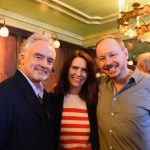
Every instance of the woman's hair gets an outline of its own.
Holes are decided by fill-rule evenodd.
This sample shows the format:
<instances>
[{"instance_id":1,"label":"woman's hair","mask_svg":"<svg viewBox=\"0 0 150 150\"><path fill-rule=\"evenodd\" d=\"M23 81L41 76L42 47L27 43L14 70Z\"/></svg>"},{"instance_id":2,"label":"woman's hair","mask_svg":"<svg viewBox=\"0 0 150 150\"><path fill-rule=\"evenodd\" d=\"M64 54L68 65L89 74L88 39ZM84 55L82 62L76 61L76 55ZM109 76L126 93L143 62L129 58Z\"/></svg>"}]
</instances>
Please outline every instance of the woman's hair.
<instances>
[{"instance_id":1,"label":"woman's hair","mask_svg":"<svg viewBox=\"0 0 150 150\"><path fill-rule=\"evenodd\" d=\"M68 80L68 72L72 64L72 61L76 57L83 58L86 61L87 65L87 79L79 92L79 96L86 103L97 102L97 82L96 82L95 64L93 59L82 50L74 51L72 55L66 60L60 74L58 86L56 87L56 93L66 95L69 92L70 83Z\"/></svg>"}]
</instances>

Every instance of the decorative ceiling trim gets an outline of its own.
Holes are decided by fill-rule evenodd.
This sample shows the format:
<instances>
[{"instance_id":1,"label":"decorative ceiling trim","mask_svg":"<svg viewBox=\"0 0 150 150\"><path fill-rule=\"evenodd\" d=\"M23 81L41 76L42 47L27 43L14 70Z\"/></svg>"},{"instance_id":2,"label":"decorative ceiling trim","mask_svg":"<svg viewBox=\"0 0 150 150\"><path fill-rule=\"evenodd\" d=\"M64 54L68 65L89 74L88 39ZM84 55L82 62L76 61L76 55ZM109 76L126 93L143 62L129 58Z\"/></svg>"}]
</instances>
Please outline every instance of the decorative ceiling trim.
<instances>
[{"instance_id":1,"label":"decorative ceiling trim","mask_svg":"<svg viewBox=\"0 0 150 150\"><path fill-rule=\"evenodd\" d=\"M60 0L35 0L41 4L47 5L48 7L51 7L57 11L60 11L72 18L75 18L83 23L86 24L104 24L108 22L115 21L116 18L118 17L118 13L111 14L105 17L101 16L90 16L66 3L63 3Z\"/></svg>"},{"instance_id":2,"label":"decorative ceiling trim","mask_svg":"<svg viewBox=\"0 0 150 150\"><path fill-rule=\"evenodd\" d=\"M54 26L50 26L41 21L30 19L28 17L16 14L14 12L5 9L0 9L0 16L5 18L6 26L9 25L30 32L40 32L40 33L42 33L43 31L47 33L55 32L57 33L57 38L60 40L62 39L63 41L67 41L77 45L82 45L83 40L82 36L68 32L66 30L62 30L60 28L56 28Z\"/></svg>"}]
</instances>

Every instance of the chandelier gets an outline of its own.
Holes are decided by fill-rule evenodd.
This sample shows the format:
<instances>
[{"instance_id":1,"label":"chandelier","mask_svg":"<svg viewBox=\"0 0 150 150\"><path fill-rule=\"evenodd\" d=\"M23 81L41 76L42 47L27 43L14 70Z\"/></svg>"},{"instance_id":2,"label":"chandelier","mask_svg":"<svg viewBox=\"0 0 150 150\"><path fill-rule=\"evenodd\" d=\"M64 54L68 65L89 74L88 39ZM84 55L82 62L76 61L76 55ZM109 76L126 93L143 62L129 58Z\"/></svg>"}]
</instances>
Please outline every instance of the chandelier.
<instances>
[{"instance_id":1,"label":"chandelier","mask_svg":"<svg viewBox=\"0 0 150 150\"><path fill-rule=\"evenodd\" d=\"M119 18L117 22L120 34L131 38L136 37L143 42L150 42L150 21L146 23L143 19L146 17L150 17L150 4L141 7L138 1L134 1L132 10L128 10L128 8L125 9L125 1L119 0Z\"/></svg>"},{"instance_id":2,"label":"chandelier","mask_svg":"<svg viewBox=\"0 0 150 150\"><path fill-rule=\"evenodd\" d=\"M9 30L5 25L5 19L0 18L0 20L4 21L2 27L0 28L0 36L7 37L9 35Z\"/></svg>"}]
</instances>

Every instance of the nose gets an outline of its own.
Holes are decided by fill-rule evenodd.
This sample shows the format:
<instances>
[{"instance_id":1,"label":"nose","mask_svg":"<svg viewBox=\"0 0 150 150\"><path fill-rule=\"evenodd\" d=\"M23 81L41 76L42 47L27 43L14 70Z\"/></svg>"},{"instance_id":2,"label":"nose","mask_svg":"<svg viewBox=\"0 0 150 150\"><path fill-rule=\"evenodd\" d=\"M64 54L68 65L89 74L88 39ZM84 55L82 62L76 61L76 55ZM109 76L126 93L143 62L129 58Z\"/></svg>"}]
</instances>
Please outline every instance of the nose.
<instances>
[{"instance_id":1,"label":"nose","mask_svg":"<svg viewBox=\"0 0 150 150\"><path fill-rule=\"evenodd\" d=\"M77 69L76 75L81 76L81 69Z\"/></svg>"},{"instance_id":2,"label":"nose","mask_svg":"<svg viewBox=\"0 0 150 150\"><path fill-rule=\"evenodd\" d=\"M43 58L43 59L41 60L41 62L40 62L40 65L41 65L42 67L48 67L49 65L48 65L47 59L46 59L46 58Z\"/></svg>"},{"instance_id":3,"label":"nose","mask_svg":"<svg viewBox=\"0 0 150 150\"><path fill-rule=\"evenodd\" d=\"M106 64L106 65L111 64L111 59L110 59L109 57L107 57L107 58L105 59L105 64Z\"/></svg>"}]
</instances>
______________________________
▶ [WHAT THE TASK ASKS] Filter the material above, keeping only the lines that contain the word "ceiling".

▶ [RESPONSE BELOW]
Every instance of the decorative ceiling trim gets an outline of its own.
[{"instance_id":1,"label":"decorative ceiling trim","mask_svg":"<svg viewBox=\"0 0 150 150\"><path fill-rule=\"evenodd\" d=\"M23 81L41 76L42 47L27 43L14 70Z\"/></svg>"},{"instance_id":2,"label":"decorative ceiling trim","mask_svg":"<svg viewBox=\"0 0 150 150\"><path fill-rule=\"evenodd\" d=\"M64 54L68 65L89 74L88 39ZM84 55L82 62L76 61L76 55ZM109 76L126 93L143 62L129 58Z\"/></svg>"}]
Please outline every instance of the decorative ceiling trim.
[{"instance_id":1,"label":"decorative ceiling trim","mask_svg":"<svg viewBox=\"0 0 150 150\"><path fill-rule=\"evenodd\" d=\"M60 0L35 0L41 4L47 5L48 7L51 7L57 11L60 11L72 18L75 18L83 23L86 24L104 24L108 22L115 21L116 18L118 17L118 13L111 14L105 17L101 16L90 16L66 3L63 3Z\"/></svg>"},{"instance_id":2,"label":"decorative ceiling trim","mask_svg":"<svg viewBox=\"0 0 150 150\"><path fill-rule=\"evenodd\" d=\"M54 26L50 26L41 21L30 19L28 17L16 14L14 12L5 9L0 9L0 16L5 18L6 26L9 25L30 32L40 32L40 33L42 33L43 31L47 33L55 32L57 33L57 38L60 40L62 39L63 41L67 41L77 45L82 45L83 40L82 36L68 32L66 30L62 30L60 28L56 28Z\"/></svg>"}]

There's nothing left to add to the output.